(Natural-language object grounding data)
^^^^
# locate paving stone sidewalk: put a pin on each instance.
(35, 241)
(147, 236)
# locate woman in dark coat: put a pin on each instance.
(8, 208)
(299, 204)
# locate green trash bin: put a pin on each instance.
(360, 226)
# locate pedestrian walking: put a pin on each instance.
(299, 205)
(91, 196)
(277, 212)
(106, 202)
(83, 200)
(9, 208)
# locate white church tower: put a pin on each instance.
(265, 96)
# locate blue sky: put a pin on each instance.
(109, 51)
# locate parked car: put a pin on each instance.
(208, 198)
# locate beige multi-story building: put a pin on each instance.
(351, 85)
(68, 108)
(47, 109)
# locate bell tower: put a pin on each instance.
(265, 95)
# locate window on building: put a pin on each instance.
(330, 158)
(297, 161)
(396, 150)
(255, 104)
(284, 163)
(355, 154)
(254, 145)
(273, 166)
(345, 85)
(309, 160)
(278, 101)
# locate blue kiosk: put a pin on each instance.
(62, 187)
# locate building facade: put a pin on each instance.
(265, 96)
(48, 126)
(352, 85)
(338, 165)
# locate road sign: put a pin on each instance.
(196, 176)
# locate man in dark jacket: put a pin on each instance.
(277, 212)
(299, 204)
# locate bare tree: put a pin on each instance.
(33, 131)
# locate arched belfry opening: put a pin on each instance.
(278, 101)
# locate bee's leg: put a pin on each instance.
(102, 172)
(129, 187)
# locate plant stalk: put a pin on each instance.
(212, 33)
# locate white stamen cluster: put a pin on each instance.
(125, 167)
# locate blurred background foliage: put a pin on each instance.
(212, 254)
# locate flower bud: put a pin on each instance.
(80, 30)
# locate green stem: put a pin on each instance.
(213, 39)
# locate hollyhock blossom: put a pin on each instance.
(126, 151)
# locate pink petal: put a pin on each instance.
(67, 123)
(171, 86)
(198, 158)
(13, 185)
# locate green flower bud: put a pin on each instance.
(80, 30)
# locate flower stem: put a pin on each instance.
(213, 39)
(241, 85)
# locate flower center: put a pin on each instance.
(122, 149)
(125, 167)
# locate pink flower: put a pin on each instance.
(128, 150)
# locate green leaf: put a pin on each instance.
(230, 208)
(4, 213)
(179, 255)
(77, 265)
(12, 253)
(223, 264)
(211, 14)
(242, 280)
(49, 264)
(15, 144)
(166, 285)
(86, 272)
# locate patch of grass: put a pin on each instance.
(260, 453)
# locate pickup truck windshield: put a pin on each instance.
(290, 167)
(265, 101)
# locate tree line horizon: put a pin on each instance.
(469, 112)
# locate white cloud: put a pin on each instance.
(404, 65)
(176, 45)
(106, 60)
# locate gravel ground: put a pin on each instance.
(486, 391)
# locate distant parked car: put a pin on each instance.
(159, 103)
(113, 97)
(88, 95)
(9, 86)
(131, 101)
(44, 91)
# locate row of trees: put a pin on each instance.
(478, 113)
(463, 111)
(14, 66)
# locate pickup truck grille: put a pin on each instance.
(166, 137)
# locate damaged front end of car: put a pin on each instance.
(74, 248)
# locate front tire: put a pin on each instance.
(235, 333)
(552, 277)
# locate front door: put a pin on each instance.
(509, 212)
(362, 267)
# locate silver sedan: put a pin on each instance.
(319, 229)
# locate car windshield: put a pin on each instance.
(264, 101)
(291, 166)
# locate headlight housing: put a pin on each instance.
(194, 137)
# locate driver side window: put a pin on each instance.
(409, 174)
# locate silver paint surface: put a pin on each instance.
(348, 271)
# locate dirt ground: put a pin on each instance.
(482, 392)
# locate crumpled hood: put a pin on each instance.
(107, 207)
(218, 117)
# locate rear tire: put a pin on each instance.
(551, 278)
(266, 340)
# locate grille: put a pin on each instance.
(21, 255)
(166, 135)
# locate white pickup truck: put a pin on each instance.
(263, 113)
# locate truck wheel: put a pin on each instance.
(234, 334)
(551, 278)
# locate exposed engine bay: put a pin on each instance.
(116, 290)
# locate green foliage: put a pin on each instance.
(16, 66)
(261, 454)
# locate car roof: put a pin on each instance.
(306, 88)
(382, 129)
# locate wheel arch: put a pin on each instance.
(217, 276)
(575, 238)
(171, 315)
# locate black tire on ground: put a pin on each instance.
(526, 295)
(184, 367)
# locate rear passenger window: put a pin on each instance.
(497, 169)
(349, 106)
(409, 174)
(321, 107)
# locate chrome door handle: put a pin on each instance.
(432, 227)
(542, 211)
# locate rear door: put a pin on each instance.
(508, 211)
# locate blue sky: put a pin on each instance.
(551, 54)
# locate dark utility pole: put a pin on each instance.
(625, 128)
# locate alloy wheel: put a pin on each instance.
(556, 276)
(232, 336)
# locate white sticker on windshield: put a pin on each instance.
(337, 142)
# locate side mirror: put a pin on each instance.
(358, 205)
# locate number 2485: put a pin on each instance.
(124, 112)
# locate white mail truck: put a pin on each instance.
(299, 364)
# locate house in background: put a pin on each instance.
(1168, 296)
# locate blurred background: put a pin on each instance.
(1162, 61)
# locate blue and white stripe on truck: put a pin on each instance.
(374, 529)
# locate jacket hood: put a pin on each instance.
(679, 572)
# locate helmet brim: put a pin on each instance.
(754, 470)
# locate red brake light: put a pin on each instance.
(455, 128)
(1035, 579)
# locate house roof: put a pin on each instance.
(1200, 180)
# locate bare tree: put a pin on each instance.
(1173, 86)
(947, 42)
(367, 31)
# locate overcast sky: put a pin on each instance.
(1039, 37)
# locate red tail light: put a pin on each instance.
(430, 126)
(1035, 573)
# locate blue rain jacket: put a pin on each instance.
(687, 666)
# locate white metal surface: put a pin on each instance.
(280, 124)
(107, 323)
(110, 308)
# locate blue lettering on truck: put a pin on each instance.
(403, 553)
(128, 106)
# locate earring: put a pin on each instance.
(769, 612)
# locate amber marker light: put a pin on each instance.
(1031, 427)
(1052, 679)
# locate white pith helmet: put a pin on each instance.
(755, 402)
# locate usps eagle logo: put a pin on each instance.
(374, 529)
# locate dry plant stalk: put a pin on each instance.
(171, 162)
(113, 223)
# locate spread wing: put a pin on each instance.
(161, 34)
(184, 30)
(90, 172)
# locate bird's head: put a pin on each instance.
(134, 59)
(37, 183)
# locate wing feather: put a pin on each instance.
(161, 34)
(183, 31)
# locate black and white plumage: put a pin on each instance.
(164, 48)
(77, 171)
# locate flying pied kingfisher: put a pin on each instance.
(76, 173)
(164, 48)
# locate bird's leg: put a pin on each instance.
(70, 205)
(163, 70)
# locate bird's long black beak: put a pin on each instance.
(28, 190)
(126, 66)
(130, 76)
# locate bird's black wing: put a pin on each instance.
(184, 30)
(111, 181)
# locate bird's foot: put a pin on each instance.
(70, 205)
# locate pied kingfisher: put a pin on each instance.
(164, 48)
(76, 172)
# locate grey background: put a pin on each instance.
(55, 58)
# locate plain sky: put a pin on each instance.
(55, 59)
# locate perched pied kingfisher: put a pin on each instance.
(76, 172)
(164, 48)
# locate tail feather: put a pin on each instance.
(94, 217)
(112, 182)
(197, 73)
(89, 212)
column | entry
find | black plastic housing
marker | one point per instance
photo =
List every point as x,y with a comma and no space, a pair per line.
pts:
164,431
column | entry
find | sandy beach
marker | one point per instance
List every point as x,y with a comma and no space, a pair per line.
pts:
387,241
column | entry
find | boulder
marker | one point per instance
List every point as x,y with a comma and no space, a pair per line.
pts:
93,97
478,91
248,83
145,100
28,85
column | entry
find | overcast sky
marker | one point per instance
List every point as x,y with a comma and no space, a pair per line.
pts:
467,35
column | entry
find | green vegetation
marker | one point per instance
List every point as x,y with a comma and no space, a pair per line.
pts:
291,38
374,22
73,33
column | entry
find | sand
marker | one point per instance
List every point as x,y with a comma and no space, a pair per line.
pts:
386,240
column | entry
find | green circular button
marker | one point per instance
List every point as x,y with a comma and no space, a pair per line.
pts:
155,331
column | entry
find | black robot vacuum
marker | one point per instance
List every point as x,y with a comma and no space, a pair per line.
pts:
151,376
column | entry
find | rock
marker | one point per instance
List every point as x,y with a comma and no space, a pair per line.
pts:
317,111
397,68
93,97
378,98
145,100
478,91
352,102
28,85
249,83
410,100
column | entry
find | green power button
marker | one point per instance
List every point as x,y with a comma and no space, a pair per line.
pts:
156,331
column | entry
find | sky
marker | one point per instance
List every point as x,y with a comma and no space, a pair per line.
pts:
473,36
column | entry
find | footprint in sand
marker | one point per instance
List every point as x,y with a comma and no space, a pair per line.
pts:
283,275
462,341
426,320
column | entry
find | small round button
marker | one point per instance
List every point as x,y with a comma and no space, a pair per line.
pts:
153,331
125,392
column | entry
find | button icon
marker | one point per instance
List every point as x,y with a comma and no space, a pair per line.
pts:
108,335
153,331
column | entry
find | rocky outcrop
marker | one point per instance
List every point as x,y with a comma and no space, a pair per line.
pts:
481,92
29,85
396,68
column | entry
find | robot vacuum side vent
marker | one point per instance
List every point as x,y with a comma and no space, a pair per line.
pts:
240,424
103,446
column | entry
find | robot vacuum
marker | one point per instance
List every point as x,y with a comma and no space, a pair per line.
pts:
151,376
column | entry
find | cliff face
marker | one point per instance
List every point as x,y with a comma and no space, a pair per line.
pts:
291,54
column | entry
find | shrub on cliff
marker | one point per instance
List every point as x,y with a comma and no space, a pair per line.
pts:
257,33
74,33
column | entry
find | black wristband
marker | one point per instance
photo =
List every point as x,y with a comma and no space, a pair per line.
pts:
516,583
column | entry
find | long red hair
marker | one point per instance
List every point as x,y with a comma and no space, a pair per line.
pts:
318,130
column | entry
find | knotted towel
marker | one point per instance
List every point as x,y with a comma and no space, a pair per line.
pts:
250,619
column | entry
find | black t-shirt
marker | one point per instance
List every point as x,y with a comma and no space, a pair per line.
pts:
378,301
^^^^
* _Problem description_: From the data above, count the lines that hold the string "button". Reply with only that number.

* _Written response_: 4